E, é claro, toda a comunidade acreditou que esta teria sido a maior contratação
por parte de uma escola virtual. Mas aí a Gaviões executou a modificação mais
revoltante que já aconteceu em seu samba: colocou seu refrão do meio em tom
maior. O resultado foi, para mim, catastrófico. Além de quebrar a linearidade
melódica do samba, que, excetuando-se o refrão de meio, é todo em um tom menor
muito aguerrido, forçou o coitado do Tião de tal maneira que ele, logo ele,
justo ele, um dos maiores intérpretes que já agraciou o Grupo de Acesso do Rio
de Janeiro, não alcançou uma nota sequer. O “Me leva, me leva”, que era a sensação
do ano, levou um tiro na cabeça, e a Gaviões, um tiro no pé. Um tirambaço de
ponto-doze que eu gostaria que ninguém se esquecesse... Se alguém concordasse
comigo. Problemas: O refrão do meio
é o problema deste samba. O tom menor soaria mais natural, e manteria o
exotismo. Fazê-lo ser cantado naquele maior foi um crime. O que eu faria de diferente: Acho que não preciso nem dizer. Era
para ser um dos sambas do ano, mas depois das modificações, pulei depois da primeira passada.
Barra
Funda Estação Primeira: Depois de Primeira da Zona Leste, renascer como a
Estação Primeira da Barra Funda (pra quem não é de São Paulo, faz todo o
sentido, já que a estação Barra Funda do metrô era, na época da fundação da
escola, terminal da Linha Verde), virar cartaz do Imposto de Renda e voltar, a
escola mais desbocada e sem sentido da Liga volta em forma de bloco, com mais
um samba nonsense, dessa vez sobre a
peste negra. Ou coisa assim. Sobrou pro Leonardo Bessa, que depois de ser “o
pinto que passou em sua vida”, defendeu o Pula Pulga. O samba, que é uma fusão
de – ai, ai, ai, espero que a moda não pegue – TREZE sambas, é uma loucura
total, que exalta Paulo Cintura (“Saúde é o que interessa! O resto não tem
pressa! Irra!”) como herói nacional, não sem antes passar pelo “paraíso
asiático febril” Quirguistão (sabe onde fica? Nem eu) antes de voltar para o
Brasil “pestilento e maneiro” que é o seu lugar. Esse samba é para quem gosta
de um bom besteirol... E para quem acha que a LIESV é a epítome do pragmatismo.

**INSTRUÇÃO 1**.
Edite as linhas dos registros que começam na linha com "as [[1, 131]]." e seguem até a linha com "[[148, 376]]", trocando "sandy path" por "dirt path" e mantendo todo o resto igual.

**DADOS FORNECIDOS**.

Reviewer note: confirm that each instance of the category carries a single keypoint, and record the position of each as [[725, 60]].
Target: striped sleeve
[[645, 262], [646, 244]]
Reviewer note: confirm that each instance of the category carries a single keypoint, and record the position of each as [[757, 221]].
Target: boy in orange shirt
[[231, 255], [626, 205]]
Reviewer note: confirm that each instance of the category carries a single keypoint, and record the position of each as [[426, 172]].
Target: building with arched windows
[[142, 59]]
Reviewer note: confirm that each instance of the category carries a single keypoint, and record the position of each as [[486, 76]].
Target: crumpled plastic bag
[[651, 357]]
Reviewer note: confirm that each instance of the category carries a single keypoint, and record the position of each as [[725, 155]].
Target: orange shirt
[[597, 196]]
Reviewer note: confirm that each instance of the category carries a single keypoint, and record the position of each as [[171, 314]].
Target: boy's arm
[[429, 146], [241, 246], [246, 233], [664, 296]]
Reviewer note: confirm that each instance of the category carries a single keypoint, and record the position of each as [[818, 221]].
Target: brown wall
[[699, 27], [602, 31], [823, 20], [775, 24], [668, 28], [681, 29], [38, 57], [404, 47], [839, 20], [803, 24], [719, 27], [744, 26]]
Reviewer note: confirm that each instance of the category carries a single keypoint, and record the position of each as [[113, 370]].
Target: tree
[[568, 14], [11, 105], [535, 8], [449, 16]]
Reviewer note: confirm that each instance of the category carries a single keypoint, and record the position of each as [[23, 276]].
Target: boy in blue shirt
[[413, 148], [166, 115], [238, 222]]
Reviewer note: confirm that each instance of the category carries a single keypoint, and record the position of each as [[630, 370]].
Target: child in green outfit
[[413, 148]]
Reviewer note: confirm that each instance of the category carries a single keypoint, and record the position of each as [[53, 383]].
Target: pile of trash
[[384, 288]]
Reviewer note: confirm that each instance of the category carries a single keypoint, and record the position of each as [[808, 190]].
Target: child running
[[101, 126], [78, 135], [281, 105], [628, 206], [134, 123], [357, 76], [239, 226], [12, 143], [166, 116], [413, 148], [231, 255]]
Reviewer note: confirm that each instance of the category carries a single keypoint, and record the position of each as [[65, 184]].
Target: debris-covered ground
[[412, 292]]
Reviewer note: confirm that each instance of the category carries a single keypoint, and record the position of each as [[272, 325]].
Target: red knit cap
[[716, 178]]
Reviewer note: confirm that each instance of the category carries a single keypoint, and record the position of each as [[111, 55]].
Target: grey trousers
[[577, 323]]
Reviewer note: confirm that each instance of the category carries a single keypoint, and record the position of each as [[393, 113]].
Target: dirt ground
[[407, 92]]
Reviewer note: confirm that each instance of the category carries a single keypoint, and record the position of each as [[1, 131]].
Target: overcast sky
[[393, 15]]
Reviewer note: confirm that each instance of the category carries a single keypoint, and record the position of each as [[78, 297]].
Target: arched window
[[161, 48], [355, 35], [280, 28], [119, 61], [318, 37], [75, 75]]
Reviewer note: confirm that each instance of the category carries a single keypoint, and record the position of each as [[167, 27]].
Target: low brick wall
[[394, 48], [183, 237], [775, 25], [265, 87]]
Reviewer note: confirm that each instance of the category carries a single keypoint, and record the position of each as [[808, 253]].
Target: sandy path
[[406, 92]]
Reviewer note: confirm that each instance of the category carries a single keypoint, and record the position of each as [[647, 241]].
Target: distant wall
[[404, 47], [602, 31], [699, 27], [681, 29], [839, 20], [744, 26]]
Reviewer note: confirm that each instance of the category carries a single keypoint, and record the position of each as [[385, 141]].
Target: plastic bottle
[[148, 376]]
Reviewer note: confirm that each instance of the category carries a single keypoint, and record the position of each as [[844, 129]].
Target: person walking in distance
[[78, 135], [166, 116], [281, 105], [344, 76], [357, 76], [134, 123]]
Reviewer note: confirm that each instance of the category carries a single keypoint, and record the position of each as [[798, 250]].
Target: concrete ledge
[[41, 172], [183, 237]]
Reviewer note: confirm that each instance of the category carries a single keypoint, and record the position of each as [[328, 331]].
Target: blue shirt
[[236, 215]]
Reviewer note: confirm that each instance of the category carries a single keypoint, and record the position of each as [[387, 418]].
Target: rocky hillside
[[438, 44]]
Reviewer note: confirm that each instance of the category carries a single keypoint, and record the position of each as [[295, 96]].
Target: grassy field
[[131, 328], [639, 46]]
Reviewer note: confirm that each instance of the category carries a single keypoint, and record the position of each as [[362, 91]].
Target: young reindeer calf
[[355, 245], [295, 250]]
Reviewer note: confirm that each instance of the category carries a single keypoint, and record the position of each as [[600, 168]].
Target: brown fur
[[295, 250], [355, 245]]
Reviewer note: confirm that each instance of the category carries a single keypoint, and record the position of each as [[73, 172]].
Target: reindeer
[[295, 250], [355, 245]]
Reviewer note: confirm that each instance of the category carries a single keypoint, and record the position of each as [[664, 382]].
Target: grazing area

**INSTRUÇÃO 2**.
Prossiga com o texto sobre os sambas das escolas virtuais a partir de onde ele termina.

**RESULTADO DA TAREFA 1**.
Reviewer note: confirm that each instance of the category carries a single keypoint, and record the position of each as [[1, 131]].
Target: overcast sky
[[393, 15]]
Reviewer note: confirm that each instance of the category carries a single keypoint, and record the position of each as [[78, 297]].
Target: arched window
[[161, 48], [355, 35], [280, 28], [119, 61], [318, 37], [75, 75]]
Reviewer note: confirm that each instance of the category carries a single keypoint, and record the position of each as [[167, 27]].
Target: low brick wall
[[394, 48], [183, 237], [775, 25], [265, 87]]
Reviewer note: confirm that each instance of the category carries a single keypoint, and record the position of each as [[808, 253]].
Target: dirt path
[[406, 92]]
Reviewer note: confirm that each instance of the category carries a single keypoint, and record the position of each as [[647, 241]].
Target: distant wall
[[404, 47], [602, 31], [699, 27], [681, 29], [839, 20], [744, 26]]
Reviewer note: confirm that each instance of the category carries a single keypoint, and record the position of each as [[385, 141]].
Target: plastic bottle
[[148, 376]]

**RESULTADO DA TAREFA 2**.
Como a Barra Funda Estação Primeira é o bloco que vai abrir o Acesso, e não vai
disputar, não me comprometo em notificar os problemas e o que faria de
diferente aqui. Eles que se virem. União
Independente:
Estreante na LIESV depois de bater dois anos na trave, a
União Independente começou fazendo tudo errado. O
presidente Jeff Rodrigues não
se enturmou até agora, e até hoje a única coisa
que sei dele é que trata-se de
um torcedor da Tom Maior. O enredo foi lançado nem sei como, e
só fiquei
sabendo do que se tratava quando pipocaram as notícias do samba
vencedor. Samba
esse que é a expressão de um enredo SUPER original e
inovador: A história do
Carnaval (falando sério, agora, gente: por favor, né?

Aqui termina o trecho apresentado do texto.